Start Extract

Skip to main content

Tutorial: Ghost Architecture & Detection Pipeline

This tutorial covers the GhostNet-derived spiking primitives and the object detection pipeline in TALON IR. These primitives power efficient architectures like SU-YOLO for neuromorphic object detection.

What You'll Learn

  1. SGhostConv — spiking ghost convolution
  2. GhostBasicBlock1 — stride-2 CSP-ELAN ghost bottleneck (backbone)
  3. GhostBasicBlock2 — no-stride CSP-ELAN ghost bottleneck (FPN head)
  4. SGhostEncoderLite — stem encoder (Layer 0)
  5. ChannelSplit and Concat — channel manipulation
  6. Detection pipeline: SDDetect → DFLDecode → Dist2BBox → NMS

Prerequisites

pip install t1c-talon

1. SGhostConv

A Spiking Ghost Convolution generates features efficiently by combining a primary 1×1 convolution with a cheap depthwise 3×3 convolution. The output channels are 2 × primary_out_channels (primary features concatenated with ghost features).

import numpy as np
from talon import ir

ghost_conv = ir.SGhostConv(
primary_weight=np.random.randn(16, 8, 1, 1).astype(np.float32) * 0.1,
primary_bias=np.zeros(16, dtype=np.float32),
cheap_weight=np.random.randn(16, 1, 3, 3).astype(np.float32) * 0.1,
cheap_bias=np.zeros(16, dtype=np.float32),
)

print(f"SGhostConv:")
print(f" Primary weight: {ghost_conv.primary_weight.shape}")
print(f" Cheap weight: {ghost_conv.cheap_weight.shape}")
print(f" Output channels: {ghost_conv.primary_weight.shape[0] * 2}")

Output:

SGhostConv:
Primary weight: (16, 8, 1, 1)
Cheap weight: (16, 1, 3, 3)
Output channels: 32

2. GhostBasicBlock1 (Stride-2 Backbone)

The stride-2 block downsamples spatial dimensions while expanding channels. It is the core building block of the SU-YOLO backbone. Internally it uses three SGhostConv operations:

  • cvres: residual path (stride-2 depthwise downsample)
  • cv0: main path first ghost conv
  • cv2: main path second ghost conv (processes split features)

Channel Constraints

cv0 ghost output = 2 * cp0   (primary + cheap)
split: Z1 = cp0 channels, Z2 = cp0 channels
cv2_in = cp0 (cv2 processes Z2, which is the primary-only half)
cvres_out = cp0 / 2 (= cp_r)

End Extract
Start Information provided

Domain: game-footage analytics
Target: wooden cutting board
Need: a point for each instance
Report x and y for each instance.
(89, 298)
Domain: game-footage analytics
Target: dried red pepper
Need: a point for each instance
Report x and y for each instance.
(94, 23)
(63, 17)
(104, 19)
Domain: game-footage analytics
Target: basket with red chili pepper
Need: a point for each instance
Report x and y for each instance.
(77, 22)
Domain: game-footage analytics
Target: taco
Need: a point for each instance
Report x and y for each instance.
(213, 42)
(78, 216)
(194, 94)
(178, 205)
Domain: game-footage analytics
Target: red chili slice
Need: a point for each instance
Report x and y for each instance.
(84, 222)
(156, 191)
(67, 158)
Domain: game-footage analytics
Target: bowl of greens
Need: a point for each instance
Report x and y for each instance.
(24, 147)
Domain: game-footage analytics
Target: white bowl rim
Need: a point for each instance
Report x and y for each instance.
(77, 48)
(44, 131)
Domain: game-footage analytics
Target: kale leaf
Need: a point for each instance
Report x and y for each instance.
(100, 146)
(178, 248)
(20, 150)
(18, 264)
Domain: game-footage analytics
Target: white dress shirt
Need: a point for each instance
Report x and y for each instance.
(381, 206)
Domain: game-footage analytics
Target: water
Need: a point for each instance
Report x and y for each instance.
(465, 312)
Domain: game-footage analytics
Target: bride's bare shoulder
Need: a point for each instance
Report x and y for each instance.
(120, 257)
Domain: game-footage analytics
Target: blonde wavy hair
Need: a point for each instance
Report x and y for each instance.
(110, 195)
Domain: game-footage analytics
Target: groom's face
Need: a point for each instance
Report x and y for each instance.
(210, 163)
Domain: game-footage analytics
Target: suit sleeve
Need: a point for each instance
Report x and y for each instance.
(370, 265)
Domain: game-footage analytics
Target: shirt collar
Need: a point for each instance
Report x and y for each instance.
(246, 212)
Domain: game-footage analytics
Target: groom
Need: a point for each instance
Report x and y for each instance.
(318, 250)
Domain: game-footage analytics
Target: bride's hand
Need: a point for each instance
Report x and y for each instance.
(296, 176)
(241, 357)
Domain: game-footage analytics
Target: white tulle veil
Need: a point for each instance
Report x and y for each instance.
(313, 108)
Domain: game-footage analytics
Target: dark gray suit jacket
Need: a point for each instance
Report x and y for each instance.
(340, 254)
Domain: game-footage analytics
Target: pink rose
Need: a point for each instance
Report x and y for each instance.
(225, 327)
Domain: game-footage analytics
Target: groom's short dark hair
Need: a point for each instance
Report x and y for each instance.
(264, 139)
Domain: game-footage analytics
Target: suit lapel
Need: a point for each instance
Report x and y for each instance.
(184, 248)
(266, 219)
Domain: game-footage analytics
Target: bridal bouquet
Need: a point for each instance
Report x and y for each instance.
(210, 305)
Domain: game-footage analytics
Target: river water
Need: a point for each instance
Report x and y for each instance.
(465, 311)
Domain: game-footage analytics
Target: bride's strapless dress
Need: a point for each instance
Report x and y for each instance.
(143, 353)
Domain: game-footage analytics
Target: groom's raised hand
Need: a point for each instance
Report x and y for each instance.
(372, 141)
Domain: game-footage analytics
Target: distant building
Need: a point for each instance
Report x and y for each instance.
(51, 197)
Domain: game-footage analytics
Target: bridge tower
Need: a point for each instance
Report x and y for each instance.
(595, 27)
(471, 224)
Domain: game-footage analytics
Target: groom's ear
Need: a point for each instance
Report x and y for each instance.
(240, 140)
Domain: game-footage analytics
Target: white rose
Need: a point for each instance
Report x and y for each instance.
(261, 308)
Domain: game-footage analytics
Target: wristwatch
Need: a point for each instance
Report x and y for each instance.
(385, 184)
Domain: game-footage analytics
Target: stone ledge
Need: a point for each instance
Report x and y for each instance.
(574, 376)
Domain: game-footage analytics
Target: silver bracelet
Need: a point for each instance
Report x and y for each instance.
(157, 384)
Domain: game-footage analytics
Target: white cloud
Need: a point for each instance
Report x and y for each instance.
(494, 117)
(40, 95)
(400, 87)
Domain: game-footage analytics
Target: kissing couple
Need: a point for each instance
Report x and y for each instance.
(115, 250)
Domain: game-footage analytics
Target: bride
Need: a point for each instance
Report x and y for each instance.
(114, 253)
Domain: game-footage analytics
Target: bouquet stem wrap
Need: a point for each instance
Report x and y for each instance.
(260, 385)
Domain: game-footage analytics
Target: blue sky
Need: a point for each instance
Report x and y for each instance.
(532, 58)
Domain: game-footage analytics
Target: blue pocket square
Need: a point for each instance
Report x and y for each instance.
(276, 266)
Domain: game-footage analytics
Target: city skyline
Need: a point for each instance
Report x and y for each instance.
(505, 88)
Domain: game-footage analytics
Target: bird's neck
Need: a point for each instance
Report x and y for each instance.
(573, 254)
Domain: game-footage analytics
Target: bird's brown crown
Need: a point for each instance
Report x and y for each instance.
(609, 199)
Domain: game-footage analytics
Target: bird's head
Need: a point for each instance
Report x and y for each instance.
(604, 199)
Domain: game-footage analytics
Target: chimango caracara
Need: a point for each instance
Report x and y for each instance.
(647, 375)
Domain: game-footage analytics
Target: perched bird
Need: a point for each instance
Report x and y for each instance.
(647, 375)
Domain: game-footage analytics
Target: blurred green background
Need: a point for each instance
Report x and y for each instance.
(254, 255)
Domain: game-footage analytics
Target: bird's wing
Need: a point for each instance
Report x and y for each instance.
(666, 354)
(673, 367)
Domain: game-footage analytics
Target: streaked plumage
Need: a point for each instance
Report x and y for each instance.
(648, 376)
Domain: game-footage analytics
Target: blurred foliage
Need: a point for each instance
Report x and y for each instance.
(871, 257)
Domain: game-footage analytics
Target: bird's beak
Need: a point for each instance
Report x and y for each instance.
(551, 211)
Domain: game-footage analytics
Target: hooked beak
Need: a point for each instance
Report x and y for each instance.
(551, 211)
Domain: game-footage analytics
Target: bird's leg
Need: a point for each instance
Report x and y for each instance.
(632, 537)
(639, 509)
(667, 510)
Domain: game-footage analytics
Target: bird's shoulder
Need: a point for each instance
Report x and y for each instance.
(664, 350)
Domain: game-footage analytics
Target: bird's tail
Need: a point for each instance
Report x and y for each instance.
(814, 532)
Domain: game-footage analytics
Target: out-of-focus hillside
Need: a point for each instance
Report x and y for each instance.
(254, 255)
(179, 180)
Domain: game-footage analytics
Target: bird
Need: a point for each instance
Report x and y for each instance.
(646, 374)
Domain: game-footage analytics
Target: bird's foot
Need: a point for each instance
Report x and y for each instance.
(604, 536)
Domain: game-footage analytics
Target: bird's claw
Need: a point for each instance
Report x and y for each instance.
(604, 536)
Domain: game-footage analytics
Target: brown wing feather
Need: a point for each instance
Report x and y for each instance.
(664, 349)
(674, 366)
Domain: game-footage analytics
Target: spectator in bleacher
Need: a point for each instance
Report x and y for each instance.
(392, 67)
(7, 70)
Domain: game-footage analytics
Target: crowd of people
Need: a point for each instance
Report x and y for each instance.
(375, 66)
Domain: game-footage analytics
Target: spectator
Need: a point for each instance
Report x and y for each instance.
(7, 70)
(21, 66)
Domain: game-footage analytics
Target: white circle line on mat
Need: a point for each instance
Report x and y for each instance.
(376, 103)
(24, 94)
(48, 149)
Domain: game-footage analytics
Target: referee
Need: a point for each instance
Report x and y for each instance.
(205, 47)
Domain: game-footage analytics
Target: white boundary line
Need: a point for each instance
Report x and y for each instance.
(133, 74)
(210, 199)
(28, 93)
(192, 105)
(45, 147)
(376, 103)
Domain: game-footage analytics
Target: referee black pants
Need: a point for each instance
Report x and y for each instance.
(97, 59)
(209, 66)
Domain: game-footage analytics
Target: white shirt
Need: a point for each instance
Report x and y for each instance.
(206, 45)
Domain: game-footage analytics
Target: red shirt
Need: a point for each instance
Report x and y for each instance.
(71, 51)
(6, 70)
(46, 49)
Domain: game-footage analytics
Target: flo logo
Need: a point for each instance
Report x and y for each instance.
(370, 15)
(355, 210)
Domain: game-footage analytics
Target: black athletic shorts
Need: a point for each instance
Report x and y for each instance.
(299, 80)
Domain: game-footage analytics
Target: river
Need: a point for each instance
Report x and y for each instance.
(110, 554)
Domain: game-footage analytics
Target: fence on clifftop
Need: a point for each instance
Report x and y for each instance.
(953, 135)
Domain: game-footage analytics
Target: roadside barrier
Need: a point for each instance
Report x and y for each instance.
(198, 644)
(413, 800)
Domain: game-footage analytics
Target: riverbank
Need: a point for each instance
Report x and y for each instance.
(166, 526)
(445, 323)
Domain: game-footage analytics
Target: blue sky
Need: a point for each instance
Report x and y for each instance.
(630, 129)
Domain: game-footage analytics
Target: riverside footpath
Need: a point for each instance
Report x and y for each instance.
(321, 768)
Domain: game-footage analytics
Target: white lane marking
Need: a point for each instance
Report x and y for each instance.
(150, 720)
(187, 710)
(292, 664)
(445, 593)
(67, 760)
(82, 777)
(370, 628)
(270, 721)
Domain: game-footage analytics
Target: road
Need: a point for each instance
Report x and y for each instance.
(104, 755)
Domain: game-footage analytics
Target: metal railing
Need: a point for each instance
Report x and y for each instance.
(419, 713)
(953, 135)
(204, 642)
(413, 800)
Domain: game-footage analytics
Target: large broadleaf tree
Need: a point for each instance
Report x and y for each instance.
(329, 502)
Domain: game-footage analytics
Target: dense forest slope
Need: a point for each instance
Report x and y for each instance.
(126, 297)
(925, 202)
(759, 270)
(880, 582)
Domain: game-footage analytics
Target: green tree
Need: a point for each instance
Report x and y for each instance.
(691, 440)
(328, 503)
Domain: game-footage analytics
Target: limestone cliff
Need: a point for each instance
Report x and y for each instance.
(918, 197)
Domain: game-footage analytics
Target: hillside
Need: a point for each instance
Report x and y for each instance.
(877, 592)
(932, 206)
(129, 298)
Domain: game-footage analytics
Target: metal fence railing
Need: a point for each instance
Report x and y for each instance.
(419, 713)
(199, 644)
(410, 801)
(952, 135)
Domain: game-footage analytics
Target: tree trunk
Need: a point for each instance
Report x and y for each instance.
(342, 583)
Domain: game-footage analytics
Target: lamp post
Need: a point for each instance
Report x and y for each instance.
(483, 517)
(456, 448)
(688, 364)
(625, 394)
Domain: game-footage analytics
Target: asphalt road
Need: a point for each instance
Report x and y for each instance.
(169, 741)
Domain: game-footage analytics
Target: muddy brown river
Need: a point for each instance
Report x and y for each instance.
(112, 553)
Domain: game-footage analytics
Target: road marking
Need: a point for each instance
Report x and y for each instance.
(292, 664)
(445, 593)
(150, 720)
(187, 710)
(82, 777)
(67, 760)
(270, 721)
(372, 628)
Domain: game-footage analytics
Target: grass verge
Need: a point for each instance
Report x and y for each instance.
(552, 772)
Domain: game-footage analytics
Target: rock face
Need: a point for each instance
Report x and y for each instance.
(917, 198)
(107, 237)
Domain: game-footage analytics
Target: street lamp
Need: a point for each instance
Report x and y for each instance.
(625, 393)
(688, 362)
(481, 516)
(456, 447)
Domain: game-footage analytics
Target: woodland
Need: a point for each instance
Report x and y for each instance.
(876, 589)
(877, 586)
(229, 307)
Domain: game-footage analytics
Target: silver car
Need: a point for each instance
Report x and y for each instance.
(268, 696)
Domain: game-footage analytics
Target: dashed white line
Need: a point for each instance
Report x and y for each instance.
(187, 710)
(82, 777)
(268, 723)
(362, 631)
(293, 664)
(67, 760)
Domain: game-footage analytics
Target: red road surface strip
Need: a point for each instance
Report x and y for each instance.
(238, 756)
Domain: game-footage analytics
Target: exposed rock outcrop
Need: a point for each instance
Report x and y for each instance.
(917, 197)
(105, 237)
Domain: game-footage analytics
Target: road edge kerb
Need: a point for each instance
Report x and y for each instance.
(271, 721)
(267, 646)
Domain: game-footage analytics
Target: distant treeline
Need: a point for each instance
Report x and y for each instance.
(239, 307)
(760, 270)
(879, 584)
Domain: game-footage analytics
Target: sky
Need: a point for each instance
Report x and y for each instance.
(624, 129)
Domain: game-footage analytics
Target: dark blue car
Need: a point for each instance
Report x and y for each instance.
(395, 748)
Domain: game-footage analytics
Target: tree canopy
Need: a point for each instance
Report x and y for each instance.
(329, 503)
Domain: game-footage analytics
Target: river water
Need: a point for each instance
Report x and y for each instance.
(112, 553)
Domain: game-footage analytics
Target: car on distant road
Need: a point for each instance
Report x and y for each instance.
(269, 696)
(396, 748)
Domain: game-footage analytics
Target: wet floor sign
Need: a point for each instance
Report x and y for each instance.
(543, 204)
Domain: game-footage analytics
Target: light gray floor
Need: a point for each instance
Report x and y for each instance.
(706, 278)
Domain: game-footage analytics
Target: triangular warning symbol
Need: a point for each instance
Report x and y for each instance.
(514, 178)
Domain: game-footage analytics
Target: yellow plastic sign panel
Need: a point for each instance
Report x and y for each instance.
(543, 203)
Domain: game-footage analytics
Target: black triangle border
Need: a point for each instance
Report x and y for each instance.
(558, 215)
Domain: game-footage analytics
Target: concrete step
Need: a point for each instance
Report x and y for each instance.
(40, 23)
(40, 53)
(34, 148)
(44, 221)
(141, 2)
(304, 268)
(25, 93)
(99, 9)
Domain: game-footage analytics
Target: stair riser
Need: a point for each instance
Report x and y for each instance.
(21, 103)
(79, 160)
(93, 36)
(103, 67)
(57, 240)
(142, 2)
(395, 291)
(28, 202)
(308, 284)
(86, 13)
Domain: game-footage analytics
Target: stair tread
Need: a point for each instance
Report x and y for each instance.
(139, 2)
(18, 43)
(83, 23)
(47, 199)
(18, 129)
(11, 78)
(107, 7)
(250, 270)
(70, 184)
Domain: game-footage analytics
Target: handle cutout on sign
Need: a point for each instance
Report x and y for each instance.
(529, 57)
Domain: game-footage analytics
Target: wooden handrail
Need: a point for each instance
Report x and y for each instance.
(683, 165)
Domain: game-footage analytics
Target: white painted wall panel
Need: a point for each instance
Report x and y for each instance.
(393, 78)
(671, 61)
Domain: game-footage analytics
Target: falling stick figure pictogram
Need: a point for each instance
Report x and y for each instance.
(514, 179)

End Information provided

» Directive 1:
Answer these questions about the ghost architecture tutorial, each on its own line:
(a) Which two convolutions does SGhostConv combine?
(b) What command installs the prerequisite package?
(c) What is the cvres operation in GhostBasicBlock1?
» Directive 2: Turn the paragraph in the ghost architecture tutorial that begins "The stride-2 block downsamples" into a short bulleted list, keeping its main facts.
» Directive 3: Pick up the ghost architecture tutorial from the point where it stops.

» Task result 1:
(a) A primary 1×1 convolution and a cheap depthwise 3×3 convolution.
(b) pip install t1c-talon
(c) The residual path, which performs a stride-2 depthwise downsample.

» Task result 2:
- Downsamples spatial dimensions and expands channels.
- Core building block of the SU-YOLO backbone.
- Uses three SGhostConv operations:
  - cvres: residual path (stride-2 depthwise downsample)
  - cv0: first ghost conv on the main path
  - cv2: second ghost conv on the main path, processing split features

» Task result 3:
cv2_out = cp_r
final output = cat(Z1[cp0], cv2_out[2*cp_r]) = cp0 + 2*cp_r channels
in_ch = 32
cp0 = 16 # cv0 primary output
cp_r = 8 # cvres primary = cp0 / 2
cp2 = 8 # cv2 primary = cp_r

gb1 = ir.GhostBasicBlock1(
cvres_primary_weight=np.random.randn(cp_r, in_ch, 1, 1).astype(np.float32) * 0.1,
cvres_primary_bias=np.zeros(cp_r, dtype=np.float32),
cvres_cheap_weight=np.random.randn(cp_r, 1, 3, 3).astype(np.float32) * 0.1,
cvres_cheap_bias=np.zeros(cp_r, dtype=np.float32),
cv0_primary_weight=np.random.randn(cp0, in_ch, 1, 1).astype(np.float32) * 0.1,
cv0_primary_bias=np.zeros(cp0, dtype=np.float32),
cv0_cheap_weight=np.random.randn(cp0, 1, 3, 3).astype(np.float32) * 0.1,
cv0_cheap_bias=np.zeros(cp0, dtype=np.float32),
cv2_primary_weight=np.random.randn(cp2, cp0, 1, 1).astype(np.float32) * 0.1,
cv2_primary_bias=np.zeros(cp2, dtype=np.float32),
cv2_cheap_weight=np.random.randn(cp2, 1, 3, 3).astype(np.float32) * 0.1,
cv2_cheap_bias=np.zeros(cp2, dtype=np.float32),
stride=2,
)

print(f"GhostBasicBlock1 (stride-2):")
print(f" Input channels: {in_ch}")
print(f" cv0 primary out: {cp0} (total: {cp0 * 2})")
print(f" cvres primary out: {cp_r} (total: {cp_r * 2})")
print(f" cv2 primary out: {cp2} (total: {cp2 * 2})")
print(f" stride: {gb1.stride}")

Output:

GhostBasicBlock1 (stride-2):
Input channels: 32
cv0 primary out: 16 (total: 32)
cvres primary out: 8 (total: 16)
cv2 primary out: 8 (total: 16)
stride: 2

3. GhostBasicBlock2 (No-Stride FPN Head)

The no-stride block maintains spatial dimensions and is used in the FPN (Feature Pyramid Network) head. It uses two SGhostConv operations (cv0 and cv2) without a residual downsample path.

Channel Constraints

cv0 ghost output = 2 * cp0   (primary + cheap)
split: Z1 = cp0 channels, Z2 = cp0 channels
cv2_in = cp0 (cv2 processes Z2, the primary-only half of cv0's output)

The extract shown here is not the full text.